## Start

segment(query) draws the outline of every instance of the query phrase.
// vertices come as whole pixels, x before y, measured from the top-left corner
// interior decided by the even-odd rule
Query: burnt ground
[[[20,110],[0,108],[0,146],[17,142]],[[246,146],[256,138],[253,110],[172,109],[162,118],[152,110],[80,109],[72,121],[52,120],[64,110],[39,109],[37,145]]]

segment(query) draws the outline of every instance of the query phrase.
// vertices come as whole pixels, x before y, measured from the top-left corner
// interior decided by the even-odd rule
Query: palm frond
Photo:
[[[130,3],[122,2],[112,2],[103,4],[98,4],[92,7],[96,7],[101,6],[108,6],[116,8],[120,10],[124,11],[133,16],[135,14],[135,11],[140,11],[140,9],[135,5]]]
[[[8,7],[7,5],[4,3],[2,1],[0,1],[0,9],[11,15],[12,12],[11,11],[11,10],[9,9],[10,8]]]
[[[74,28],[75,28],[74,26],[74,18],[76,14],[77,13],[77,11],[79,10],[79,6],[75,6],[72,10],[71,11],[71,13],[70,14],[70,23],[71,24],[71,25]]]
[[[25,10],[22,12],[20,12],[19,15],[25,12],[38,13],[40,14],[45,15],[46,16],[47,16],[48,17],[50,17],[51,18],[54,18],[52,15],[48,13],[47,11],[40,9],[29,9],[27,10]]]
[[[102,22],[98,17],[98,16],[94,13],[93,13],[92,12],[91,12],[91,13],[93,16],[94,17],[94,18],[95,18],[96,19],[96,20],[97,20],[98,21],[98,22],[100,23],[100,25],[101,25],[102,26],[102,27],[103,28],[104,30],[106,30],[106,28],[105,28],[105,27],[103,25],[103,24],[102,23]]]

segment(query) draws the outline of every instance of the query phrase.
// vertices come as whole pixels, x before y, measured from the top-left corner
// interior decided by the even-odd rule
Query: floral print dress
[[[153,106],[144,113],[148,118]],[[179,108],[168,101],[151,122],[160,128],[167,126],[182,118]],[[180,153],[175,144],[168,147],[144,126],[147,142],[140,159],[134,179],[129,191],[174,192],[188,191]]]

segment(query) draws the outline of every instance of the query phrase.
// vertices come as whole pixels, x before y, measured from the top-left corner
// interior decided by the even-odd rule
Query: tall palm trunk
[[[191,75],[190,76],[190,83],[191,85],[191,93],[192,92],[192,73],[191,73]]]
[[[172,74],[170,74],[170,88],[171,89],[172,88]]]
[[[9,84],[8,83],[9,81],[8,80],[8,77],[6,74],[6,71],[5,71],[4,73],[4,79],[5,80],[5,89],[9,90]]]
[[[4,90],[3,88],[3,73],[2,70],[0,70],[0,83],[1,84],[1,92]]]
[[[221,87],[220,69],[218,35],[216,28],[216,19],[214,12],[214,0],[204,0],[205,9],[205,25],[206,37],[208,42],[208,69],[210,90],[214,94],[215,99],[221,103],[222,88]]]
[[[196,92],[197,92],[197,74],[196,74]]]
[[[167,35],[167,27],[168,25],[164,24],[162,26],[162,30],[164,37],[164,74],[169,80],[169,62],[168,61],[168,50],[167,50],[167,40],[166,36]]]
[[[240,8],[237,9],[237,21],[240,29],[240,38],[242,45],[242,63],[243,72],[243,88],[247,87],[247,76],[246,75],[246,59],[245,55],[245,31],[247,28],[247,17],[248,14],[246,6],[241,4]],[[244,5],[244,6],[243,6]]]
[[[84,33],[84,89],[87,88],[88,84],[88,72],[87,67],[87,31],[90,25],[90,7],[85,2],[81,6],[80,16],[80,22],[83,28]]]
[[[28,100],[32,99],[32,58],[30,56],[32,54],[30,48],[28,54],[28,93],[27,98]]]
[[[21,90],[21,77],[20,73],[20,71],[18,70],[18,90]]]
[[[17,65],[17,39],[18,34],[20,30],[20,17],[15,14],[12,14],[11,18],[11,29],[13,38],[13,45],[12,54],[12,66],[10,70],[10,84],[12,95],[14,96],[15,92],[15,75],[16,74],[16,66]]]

## End

Exercise aim>
Recast every line of the data above as a numbered list, skipping any blank lines.

Written solution>
1. segment(query) draws the outline of every instance of the query phrase.
2. // vertices come as whole pixels, x before y, measured from the top-left corner
3. // interior decided by the even-odd rule
4. Query: burnt ground
5. [[[20,110],[0,108],[0,146],[17,142]],[[246,146],[256,138],[253,110],[172,109],[162,118],[152,110],[80,109],[72,121],[52,120],[64,110],[39,109],[37,145]]]
6. segment(query) draws the outline of every instance of the query phrase.
7. // vertices come as whole pixels, x before y, measured from the top-left corner
8. // interior decided by the even-odd rule
9. Query: palm frond
10. Photo:
11. [[[130,3],[122,2],[112,2],[103,4],[98,4],[92,7],[96,7],[101,6],[108,6],[116,8],[120,10],[124,11],[133,16],[135,14],[135,11],[140,11],[140,9],[135,5]]]
12. [[[8,7],[7,5],[4,3],[2,1],[0,1],[0,9],[11,15],[12,12],[11,11],[11,10],[9,9],[10,8]]]
13. [[[74,28],[75,28],[74,26],[74,18],[76,14],[77,13],[77,11],[79,10],[79,6],[75,6],[72,10],[71,11],[71,13],[70,14],[70,23],[71,24],[71,25]]]
14. [[[25,10],[22,12],[20,12],[19,15],[25,12],[38,13],[40,14],[45,15],[46,16],[47,16],[48,17],[50,17],[51,18],[54,18],[52,15],[48,13],[47,11],[40,9],[29,9],[27,10]]]
15. [[[102,22],[98,17],[98,16],[94,13],[93,13],[92,12],[91,12],[91,13],[93,16],[94,17],[94,18],[95,18],[96,19],[96,20],[97,20],[98,21],[98,22],[100,23],[100,25],[101,25],[102,26],[102,27],[103,28],[104,30],[106,30],[106,28],[105,28],[105,27],[103,25],[103,24],[102,23]]]
16. segment(query) draws the outline of every instance of the query phrase.
17. // vertices come as whole pixels, x before y, measured from the top-left corner
18. // interior decided by the even-odd rule
19. Query: floral print dress
20. [[[153,106],[144,113],[148,118]],[[179,108],[168,101],[151,122],[160,128],[167,126],[182,118]],[[180,153],[175,144],[168,147],[144,126],[147,142],[140,159],[134,179],[129,191],[174,192],[188,191]]]
21. segment(query) draws the outline of every instance of the query phrase.
22. // vertices come as whole pixels, x before y, measured from the top-left corner
23. // interior decided by the even-odd rule
24. Query: tall palm trunk
25. [[[191,75],[190,76],[190,83],[191,85],[191,93],[192,92],[192,73],[191,73]]]
26. [[[172,74],[170,74],[170,88],[171,89],[172,88]]]
27. [[[9,84],[8,83],[9,81],[8,80],[8,77],[6,74],[6,71],[5,71],[4,73],[4,79],[5,80],[5,89],[9,90]]]
28. [[[4,90],[3,88],[3,73],[2,70],[0,70],[0,83],[1,84],[1,92]]]
29. [[[221,87],[220,69],[218,35],[216,28],[216,19],[214,12],[214,0],[204,0],[205,9],[205,25],[206,37],[208,42],[208,69],[210,90],[214,94],[215,99],[221,103],[222,88]]]
30. [[[196,92],[197,92],[197,74],[196,74]]]
31. [[[167,35],[167,27],[168,25],[164,24],[162,26],[162,30],[164,37],[164,74],[169,80],[169,62],[168,61],[168,50],[167,50],[167,40],[166,36]]]
32. [[[240,8],[237,9],[237,21],[240,29],[240,38],[242,45],[242,63],[243,72],[243,88],[247,87],[247,76],[246,75],[246,59],[245,55],[245,31],[247,28],[247,17],[248,14],[246,6],[241,4]],[[244,5],[244,6],[243,6]]]
33. [[[84,33],[84,89],[87,88],[88,84],[88,72],[87,67],[87,31],[90,25],[90,7],[85,2],[81,6],[80,16],[80,22],[83,28]]]
34. [[[28,100],[32,99],[32,58],[30,56],[32,54],[30,48],[28,54],[28,93],[27,98]]]
35. [[[21,90],[21,77],[20,73],[20,71],[18,70],[18,90]]]
36. [[[17,65],[17,39],[18,34],[20,30],[20,17],[15,14],[12,14],[11,18],[11,29],[13,38],[13,45],[12,54],[12,66],[10,70],[10,84],[12,95],[14,96],[15,92],[15,75],[16,74],[16,66]]]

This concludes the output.